### PROVIDED PASSAGE
start
Ratios of specific NMVOCs can be used to assess the initial emission source of NMVOCs or the degree of photochemical reaction (Miller et al., 2012; An et al., 2014). The ratios of isopentane / n-pentane, toluene / benzene (T / B), and (m-/p-xylene) / ethylbenzene (E / X) are discussed in this study (Fig. 3).

Figure 3 Correlations between compounds with different observation periods (k denotes the slope).

In Case 1 and Case 2 and on clean days, the Pearson coefficients for isopentane and n-pentane were 0.7, 0.94, and 0.6, respectively, indicating a strong correlation and suggesting a common emission source between the two substances. Isopentane / n-pentane ratios of 0.8–0.9, 2.2–3.8, 1.5–3.0, and 1.8–4.6 (Fig. 3a) indicate that isopentane and n-pentane originate from NG, vehicle emissions, liquid gasoline, and fuel evaporation, respectively (An et al., 2014; Watson et al., 2001). In this study, the ratios for Case 1, Case 2, and the clean days were 0.7, 2.5, and 1.1, respectively. This suggests that isopentane and n-pentane may originate from NG emissions, vehicular exhausts, and liquid gasoline, respectively.
end
### SOURCE MATERIAL
start
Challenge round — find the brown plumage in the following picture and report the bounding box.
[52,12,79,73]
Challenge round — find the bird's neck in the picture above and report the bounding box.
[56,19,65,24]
end
### DIRECTIONS
a) Answer these questions from the NMVOC ratio passage, marking each answer to match its question:
(i) Which three compound ratios does the study discuss?
(ii) What was the Pearson coefficient for isopentane and n-pentane in Case 2?
(iii) What isopentane / n-pentane ratio did the study find for Case 2?
b) Can you return the NMVOC ratio passage word for word, starting at "In Case 1 and" and ending at "liquid gasoline, respectively."?
The data above come from a source unrelated to the text.

### SET OF ANSWERS
a)
(i) Isopentane / n-pentane, toluene / benzene, and (m-/p-xylene) / ethylbenzene
(ii) 0.94
(iii) 2.5

b)
In Case 1 and Case 2 and on clean days, the Pearson coefficients for isopentane and n-pentane were 0.7, 0.94, and 0.6, respectively, indicating a strong correlation and suggesting a common emission source between the two substances. Isopentane / n-pentane ratios of 0.8–0.9, 2.2–3.8, 1.5–3.0, and 1.8–4.6 (Fig. 3a) indicate that isopentane and n-pentane originate from NG, vehicle emissions, liquid gasoline, and fuel evaporation, respectively (An et al., 2014; Watson et al., 2001). In this study, the ratios for Case 1, Case 2, and the clean days were 0.7, 2.5, and 1.1, respectively. This suggests that isopentane and n-pentane may originate from NG emissions, vehicular exhausts, and liquid gasoline, respectively.